**Your task**
Find the line containing "Place a point on the navy blue". Reproduce it and every line after it up to the end of the records, exactly as written.

**Stored items from a collection**
----

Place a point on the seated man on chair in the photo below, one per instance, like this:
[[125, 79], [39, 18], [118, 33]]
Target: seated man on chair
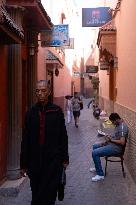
[[113, 145]]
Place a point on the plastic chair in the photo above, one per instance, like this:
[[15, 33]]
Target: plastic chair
[[117, 158]]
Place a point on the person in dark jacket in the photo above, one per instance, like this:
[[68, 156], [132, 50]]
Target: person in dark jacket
[[44, 147]]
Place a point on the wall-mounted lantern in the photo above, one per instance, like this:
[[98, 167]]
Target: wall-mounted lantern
[[31, 50], [57, 72]]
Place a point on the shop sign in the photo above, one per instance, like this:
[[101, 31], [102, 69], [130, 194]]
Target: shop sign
[[56, 37], [95, 17], [91, 69], [76, 74], [71, 44], [104, 65]]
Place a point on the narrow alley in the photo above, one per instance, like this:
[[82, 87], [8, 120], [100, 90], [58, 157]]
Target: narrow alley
[[80, 190]]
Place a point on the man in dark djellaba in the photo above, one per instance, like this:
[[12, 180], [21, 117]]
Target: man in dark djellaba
[[44, 147]]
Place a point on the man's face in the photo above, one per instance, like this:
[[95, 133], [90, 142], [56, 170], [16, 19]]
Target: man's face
[[42, 92]]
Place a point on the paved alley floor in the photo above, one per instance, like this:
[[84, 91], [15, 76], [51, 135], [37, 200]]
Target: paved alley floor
[[80, 190]]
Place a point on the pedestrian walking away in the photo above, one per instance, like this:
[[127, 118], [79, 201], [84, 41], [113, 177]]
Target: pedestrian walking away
[[68, 109], [44, 147], [112, 146], [76, 108]]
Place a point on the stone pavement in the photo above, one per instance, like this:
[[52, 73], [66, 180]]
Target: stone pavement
[[80, 190]]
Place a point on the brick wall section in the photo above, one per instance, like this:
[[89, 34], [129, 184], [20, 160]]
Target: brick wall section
[[129, 117]]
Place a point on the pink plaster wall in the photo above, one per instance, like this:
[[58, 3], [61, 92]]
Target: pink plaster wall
[[41, 71], [104, 84], [126, 52]]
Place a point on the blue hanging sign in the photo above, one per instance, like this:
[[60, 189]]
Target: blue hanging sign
[[57, 37], [95, 17]]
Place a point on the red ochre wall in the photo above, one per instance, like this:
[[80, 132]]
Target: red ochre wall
[[3, 110]]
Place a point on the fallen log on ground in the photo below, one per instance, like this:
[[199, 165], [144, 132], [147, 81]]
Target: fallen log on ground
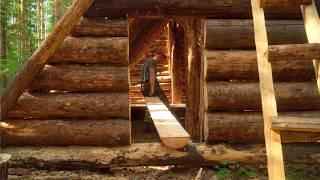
[[89, 50], [82, 78], [199, 8], [154, 154], [101, 27], [246, 96], [71, 105], [238, 34], [52, 132], [242, 65], [248, 127]]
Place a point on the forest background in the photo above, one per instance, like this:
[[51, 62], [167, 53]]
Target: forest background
[[24, 25]]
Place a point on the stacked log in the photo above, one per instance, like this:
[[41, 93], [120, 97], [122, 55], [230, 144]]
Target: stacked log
[[233, 99], [82, 96]]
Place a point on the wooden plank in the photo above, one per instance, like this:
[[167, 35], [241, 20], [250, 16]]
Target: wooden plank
[[272, 138], [289, 123], [40, 57], [294, 52], [178, 8], [312, 26], [171, 133]]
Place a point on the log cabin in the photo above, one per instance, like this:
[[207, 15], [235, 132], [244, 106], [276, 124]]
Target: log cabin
[[246, 71]]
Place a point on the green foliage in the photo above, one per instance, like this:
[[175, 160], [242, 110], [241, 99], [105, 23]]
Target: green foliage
[[24, 34]]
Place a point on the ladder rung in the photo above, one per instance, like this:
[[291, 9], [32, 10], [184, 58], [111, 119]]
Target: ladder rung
[[289, 123], [292, 52]]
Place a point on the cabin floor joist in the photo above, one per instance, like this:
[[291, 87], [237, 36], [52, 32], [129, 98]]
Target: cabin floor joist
[[240, 67]]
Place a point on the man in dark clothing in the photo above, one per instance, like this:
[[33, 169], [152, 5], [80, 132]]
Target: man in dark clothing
[[149, 85]]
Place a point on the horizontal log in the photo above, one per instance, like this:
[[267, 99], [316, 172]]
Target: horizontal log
[[82, 78], [281, 3], [101, 27], [246, 96], [293, 52], [71, 105], [89, 50], [295, 123], [248, 127], [209, 8], [242, 65], [238, 34], [65, 132], [154, 154]]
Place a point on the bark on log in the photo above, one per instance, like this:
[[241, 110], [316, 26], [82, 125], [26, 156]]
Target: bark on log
[[293, 52], [242, 65], [246, 96], [155, 154], [281, 3], [238, 34], [53, 132], [101, 27], [248, 127], [38, 60], [71, 105], [82, 78], [208, 8], [88, 50]]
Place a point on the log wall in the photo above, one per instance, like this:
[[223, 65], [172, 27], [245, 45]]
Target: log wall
[[232, 94], [82, 96]]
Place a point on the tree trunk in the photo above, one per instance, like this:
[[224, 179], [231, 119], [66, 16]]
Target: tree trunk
[[211, 8], [293, 52], [246, 96], [101, 27], [71, 105], [155, 154], [242, 65], [238, 34], [38, 60], [193, 119], [82, 78], [248, 127], [57, 10], [53, 132], [92, 50]]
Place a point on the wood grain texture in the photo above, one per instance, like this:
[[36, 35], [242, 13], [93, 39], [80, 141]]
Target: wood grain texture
[[208, 8], [88, 50], [40, 57], [242, 65], [312, 26], [293, 52], [71, 105], [248, 127], [52, 132], [247, 96], [268, 99], [154, 154], [225, 34], [294, 123], [101, 27], [170, 131], [77, 78]]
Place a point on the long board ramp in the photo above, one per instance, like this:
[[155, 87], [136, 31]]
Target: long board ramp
[[170, 131]]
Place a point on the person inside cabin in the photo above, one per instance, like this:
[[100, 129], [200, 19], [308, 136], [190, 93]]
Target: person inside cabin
[[149, 83]]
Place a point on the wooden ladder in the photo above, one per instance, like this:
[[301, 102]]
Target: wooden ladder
[[265, 55]]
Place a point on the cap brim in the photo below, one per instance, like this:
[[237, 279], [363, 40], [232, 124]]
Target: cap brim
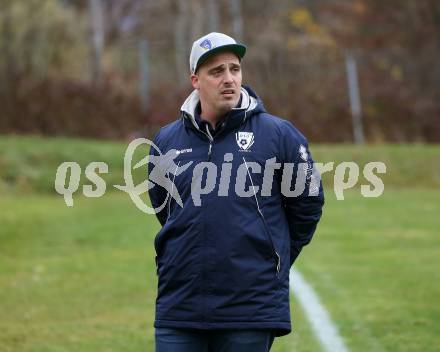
[[237, 49]]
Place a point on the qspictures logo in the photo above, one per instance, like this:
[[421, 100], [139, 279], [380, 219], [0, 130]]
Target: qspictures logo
[[301, 179]]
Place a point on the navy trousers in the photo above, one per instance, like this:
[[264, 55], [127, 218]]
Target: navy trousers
[[191, 340]]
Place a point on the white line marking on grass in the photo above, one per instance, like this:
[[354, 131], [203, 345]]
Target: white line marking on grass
[[322, 325]]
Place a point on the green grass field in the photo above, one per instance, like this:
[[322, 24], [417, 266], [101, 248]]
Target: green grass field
[[83, 278]]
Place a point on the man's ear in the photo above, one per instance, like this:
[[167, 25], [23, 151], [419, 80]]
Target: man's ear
[[195, 81]]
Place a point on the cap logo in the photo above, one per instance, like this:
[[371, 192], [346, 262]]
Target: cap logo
[[206, 44]]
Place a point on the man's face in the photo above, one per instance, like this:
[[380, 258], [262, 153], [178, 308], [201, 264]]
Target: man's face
[[218, 81]]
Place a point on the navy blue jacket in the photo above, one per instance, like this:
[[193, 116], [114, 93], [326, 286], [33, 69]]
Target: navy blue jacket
[[225, 263]]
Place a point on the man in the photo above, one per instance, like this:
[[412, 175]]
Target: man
[[224, 253]]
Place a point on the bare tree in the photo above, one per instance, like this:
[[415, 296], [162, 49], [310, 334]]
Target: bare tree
[[237, 19], [213, 16]]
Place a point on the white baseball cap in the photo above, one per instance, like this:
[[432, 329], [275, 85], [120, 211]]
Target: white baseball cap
[[210, 44]]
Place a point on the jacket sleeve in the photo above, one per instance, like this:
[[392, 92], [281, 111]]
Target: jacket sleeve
[[157, 193], [303, 211]]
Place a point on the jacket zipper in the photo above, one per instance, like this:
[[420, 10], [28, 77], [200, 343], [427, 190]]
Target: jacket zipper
[[266, 227]]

----

**Task response**
Place a point on the navy blue jacket in the photo above, one per instance, like this:
[[193, 116], [114, 93], [326, 286], [33, 69]]
Target: navy blue jacket
[[225, 263]]
Place a point on the man in the photo above, one per instance, like this:
[[412, 175]]
Target: man
[[224, 253]]
Place a point on the bare tree in the photo above, one per instance, like this:
[[415, 296], [162, 49], [310, 334]]
Target: bare tree
[[237, 19], [213, 16]]
Place a point on the white baseball cap in the photo above, one per instance, like this:
[[432, 329], [275, 85], [120, 211]]
Target: white baseball cap
[[210, 44]]
Place a point on the jacket sleeve in the photo above, one per instance, like this:
[[392, 92], [281, 111]]
Target: jacket sleeve
[[157, 193], [303, 211]]
Place a point on the jacket zipper in the photo above, one per instance, like this:
[[420, 10], [28, 77], [200, 343], [427, 190]]
Target: jacket zipper
[[266, 227]]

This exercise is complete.